- _What is being asked_
Restate all data exactly. No images.

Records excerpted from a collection

==========

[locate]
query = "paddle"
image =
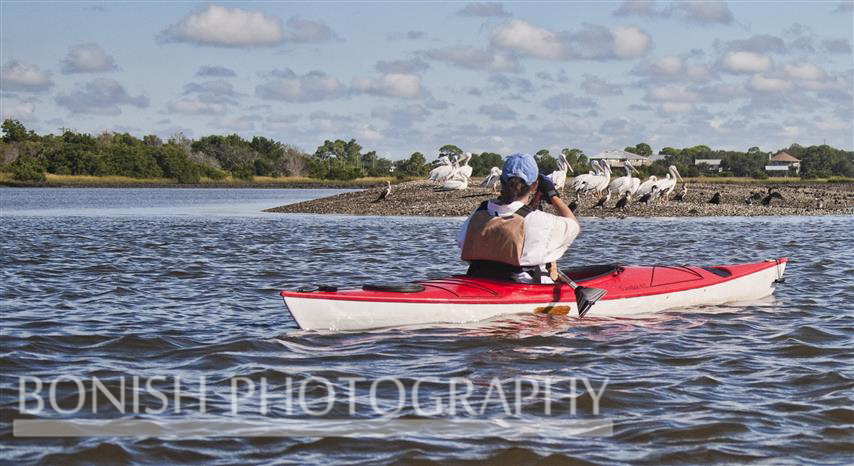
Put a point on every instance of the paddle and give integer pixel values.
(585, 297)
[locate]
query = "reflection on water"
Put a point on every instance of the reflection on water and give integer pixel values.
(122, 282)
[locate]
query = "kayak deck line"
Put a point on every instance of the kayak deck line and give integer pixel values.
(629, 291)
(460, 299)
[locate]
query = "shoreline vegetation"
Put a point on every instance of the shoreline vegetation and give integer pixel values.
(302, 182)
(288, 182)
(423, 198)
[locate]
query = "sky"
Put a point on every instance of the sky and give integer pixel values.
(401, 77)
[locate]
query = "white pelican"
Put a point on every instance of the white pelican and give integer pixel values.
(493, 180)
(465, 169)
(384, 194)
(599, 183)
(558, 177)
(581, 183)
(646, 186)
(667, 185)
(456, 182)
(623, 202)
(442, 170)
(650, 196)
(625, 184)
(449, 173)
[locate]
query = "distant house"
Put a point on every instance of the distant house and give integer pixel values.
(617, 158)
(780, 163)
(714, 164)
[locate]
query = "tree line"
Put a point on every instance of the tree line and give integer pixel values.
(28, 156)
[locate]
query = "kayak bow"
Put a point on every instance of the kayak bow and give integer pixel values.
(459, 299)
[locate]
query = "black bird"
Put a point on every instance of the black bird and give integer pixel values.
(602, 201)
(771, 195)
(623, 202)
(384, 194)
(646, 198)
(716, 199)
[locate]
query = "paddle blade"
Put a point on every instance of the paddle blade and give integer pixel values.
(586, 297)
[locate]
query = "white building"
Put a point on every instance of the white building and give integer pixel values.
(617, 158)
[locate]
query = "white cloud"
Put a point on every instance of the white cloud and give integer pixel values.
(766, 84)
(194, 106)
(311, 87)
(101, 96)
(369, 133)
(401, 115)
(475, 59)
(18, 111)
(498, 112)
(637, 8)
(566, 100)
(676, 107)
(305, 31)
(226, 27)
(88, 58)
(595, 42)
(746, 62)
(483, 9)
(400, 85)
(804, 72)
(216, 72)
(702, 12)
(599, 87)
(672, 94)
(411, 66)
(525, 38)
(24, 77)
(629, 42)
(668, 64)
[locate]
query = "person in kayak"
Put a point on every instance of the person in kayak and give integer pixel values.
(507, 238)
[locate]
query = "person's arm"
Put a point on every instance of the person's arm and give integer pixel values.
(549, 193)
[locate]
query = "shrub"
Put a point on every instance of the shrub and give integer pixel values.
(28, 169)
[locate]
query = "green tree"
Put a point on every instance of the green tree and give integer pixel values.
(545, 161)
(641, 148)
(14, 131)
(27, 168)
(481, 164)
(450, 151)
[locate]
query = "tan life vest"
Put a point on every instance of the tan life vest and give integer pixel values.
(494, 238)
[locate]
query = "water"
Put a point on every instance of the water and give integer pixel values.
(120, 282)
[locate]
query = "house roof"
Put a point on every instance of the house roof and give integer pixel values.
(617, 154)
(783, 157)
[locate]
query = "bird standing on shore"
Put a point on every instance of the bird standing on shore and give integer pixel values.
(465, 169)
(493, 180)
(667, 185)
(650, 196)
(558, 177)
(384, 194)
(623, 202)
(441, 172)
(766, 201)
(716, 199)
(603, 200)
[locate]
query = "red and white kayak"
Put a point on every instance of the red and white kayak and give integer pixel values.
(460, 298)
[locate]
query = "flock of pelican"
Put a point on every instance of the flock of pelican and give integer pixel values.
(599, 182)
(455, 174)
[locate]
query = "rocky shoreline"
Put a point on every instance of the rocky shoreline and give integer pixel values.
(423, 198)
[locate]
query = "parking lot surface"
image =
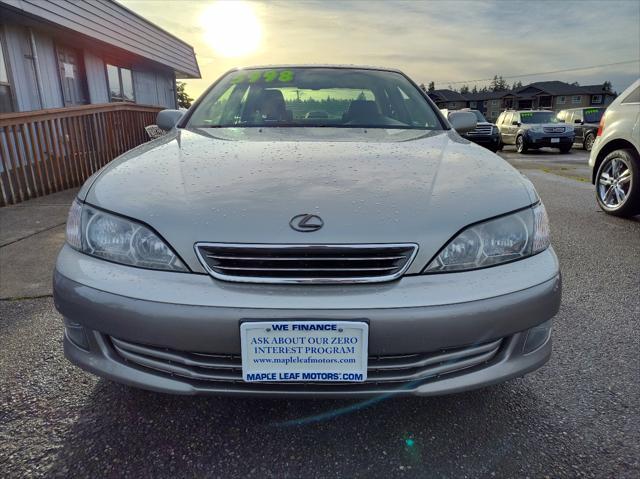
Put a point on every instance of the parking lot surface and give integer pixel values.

==========

- _Task result_
[locate]
query = "paddle"
image =
Put a point on every instance of the paddle and give integer pixel values.
(585, 297)
[locate]
query = "reflection on water"
Put a point on every instance of the reflection on water and give integer pixel values.
(122, 282)
[locate]
query = "kayak deck line"
Put a point on every instance of the kayak deck line and give integer pixel values.
(629, 291)
(460, 299)
[locate]
query = "shoreline vegetation"
Put a point on every instance of the shoreline vegetation and give integer pixel values.
(302, 182)
(288, 182)
(423, 198)
[locate]
query = "sky"
Put a point on every instance of the sky and give integer pixel values.
(401, 77)
[locate]
query = "white pelican"
Put a point on every instance of the white pelican and give integer pixel values.
(493, 180)
(465, 169)
(384, 194)
(599, 183)
(558, 177)
(581, 183)
(646, 186)
(667, 185)
(456, 182)
(623, 202)
(442, 170)
(650, 196)
(625, 184)
(449, 173)
[locate]
query = "distant house"
Put a point on every instance of the distant house and give integer pixel values.
(617, 158)
(780, 163)
(714, 164)
[locate]
query = "tree line"
Put a point on every instance of the tree line and give integer pixel values.
(28, 156)
[locate]
query = "kayak bow"
Put a point on every instance of the kayak bow and give integer pixel values.
(459, 299)
[locate]
query = "black bird"
Put a point on every instance of the black bird and give integer pixel values.
(602, 201)
(771, 195)
(623, 202)
(384, 194)
(646, 198)
(716, 199)
[locate]
query = "paddle blade"
Put a point on every instance of the paddle blade and give integer pixel values.
(586, 297)
[locate]
query = "white building"
Put a point on every instance of the white building and give integer pixel values.
(617, 158)
[locate]
query = "white cloud"
Put a point on every instance of the white cloud and give integer pixel values.
(766, 84)
(194, 106)
(311, 87)
(101, 96)
(369, 133)
(401, 115)
(475, 59)
(18, 111)
(498, 112)
(637, 8)
(566, 100)
(676, 107)
(305, 31)
(226, 27)
(88, 58)
(595, 42)
(746, 62)
(483, 9)
(400, 85)
(804, 72)
(216, 72)
(702, 12)
(599, 87)
(672, 94)
(411, 66)
(525, 38)
(24, 77)
(629, 42)
(668, 64)
[locate]
query = "person in kayak"
Put a point on every instance of the person in kayak and give integer pixel values.
(507, 238)
[locate]
query = "person's arm"
Put a point on every instance of the person's arm and give integer pixel values.
(549, 193)
[locate]
query = "shrub"
Put a point on every instance of the shrub and give integer pixel values.
(28, 169)
[locate]
query = "green tree"
Put a point on every instance of the green tree and give integer pixel values.
(545, 161)
(641, 148)
(14, 131)
(27, 168)
(481, 164)
(450, 151)
[locate]
query = "tan life vest"
Put a point on every instance of the tan life vest and give integer pixel values.
(494, 238)
[locate]
query = "water"
Put a point on every instance of the water and give integer pixel values.
(120, 282)
[locate]
query = "house roof"
Put a point on every instance of the house roof and give integer pixel values.
(617, 154)
(783, 157)
[locate]
query = "bird standing on shore"
Put a point on every instance of the bird standing on shore and give integer pixel values.
(465, 169)
(493, 180)
(667, 185)
(650, 196)
(558, 177)
(384, 194)
(623, 202)
(441, 172)
(766, 201)
(716, 199)
(603, 200)
[locate]
query = "red and white kayak"
Put a point on every instance of the red and white kayak and give integer pixel values.
(460, 298)
[locate]
query = "flock of pelican"
Put a point on every instance of the flock of pelican and give integer pixel values.
(599, 182)
(455, 174)
[locate]
query = "rocky shoreline"
Put a point on every instance of the rocky shoreline and give integer pixel values.
(423, 198)
[locate]
query = "parking lot surface"
image =
Put a point on every instance of the parking lot surface and give integer pixel values.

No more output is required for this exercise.